__Given exercise 1__: In the bullring account, what injury did the trampled brother turn out to have?
__Given exercise 2__: Summarize the bullring account in two sentences.

__Text shown__:
** Begin **

I didn't have to imagine it. Half an hour later the 3 of them were in the ring, lying flat on their stomachs in front of the chute the bull was due to come out of.
“They're nuts!” I said “They'll get trampled.”
But I was wrong. As the bull came out it leapt over the 3 lads lying in the chute. Chris and I looked at each other in disbelief and laughed. The boys were far braver than anyone else. They would stand directly in front of the bull and stare it down, would move at the very last minute as it charged them and even tried to stand on it!
“They must work with them to be that brave,” Chris said
“Either that or they're completely pissed and stupid” said Phil with a laugh.
“I'd go in there if my brothers were here.” said Mike. He'd already said he'd like to have a go but I had told him I really didn't want him to, our insurance wouldn't cover treatment for him getting thrown by a bull he'd voluntarily annoyed. He agreed that he wouldn't go in, but he was drinking so I wasn't convinced I'd be able to dissuade him forever.
The lads didn't escape unscathed. The one who'd landed on his head earlier was knocked over first and sat out for a bit before going back in. Then one of the brothers was thrown up, landed in a heap and had the bull set to him with his horns. He coiled into the foetal position while his brother grabbed the bulls tail and got it to chase him across the arena. He jumped the fence as the bull dived at him. The bull then went nuts at the haystacks in the middle, catching a guy by the ass on his horn – ouch. The brother was still on the floor and his mate and brother helped him up and off. He was doubled over and limping. We watched him leave the arena with a woman we guessed was Mum. His brother and mate got straight back in with the bulls. Half an hour later the injured one was back, with beers in one hand and baguettes in the other, still hobbling. He handed the baguettes to the other 2 and they polished both off, whilst standing in the arena! At one point the bull charged past and they just casually stepped aside and carried on drinking eating and chatting – mental! We later discovered that they had worked with bulls since they were kids and that the one who had been trampled had broken his ribs... that only reinforced my notion that they were crazy!
Not long later a bull escaped from the arena, jumping up into the crowd and over the barrier in a corner. We looked on in disbelief as men and women from the stands tried to grab the bull by its kicking legs and drag it back into the arena – I'd have got as far away as possible! They didn't succeed and the cowboys raced out to chase it, followed by half of the arena. Mike had had a few beers by this point and I couldn't stop him following them. He was off, chasing across the fields toward the salt marsh before I could even protest. I got more beers while the group was off looking for the bull. Mike came back wide eyed and breathless. “It's gone into the salt marsh,” he panted “I think he's escaped properly.”

** End **

__Information shown__:
** Begin **

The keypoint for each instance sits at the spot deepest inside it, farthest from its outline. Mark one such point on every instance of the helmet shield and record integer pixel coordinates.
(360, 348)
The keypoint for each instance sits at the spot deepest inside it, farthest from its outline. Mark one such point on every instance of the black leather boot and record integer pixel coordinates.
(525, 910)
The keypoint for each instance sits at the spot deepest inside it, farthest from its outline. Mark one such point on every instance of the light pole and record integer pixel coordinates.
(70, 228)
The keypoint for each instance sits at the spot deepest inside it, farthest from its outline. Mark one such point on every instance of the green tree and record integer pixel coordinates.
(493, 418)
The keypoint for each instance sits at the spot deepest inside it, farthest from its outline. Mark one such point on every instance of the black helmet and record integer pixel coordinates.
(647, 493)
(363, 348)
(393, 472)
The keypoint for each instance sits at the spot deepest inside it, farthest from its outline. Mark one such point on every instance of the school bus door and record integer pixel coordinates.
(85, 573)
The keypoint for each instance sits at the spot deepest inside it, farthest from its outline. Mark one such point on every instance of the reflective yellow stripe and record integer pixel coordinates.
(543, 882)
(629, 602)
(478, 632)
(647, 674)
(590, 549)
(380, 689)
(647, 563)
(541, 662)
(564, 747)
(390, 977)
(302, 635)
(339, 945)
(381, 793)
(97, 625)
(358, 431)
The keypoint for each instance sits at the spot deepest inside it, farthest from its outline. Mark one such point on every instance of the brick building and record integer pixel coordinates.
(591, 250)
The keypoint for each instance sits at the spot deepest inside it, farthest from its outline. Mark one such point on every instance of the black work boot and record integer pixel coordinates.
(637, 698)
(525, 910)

** End **

__Complete response 1__: He had broken his ribs.

__Complete response 2__: Three lads faced the bulls in the ring with remarkable daring, and one was trampled and broke his ribs but came back with beers and baguettes; the narrator later learned they had worked with bulls since they were kids. Later a bull escaped over the barrier and was chased by cowboys and spectators, Mike among them, and Mike reported that it had gone into the salt marsh.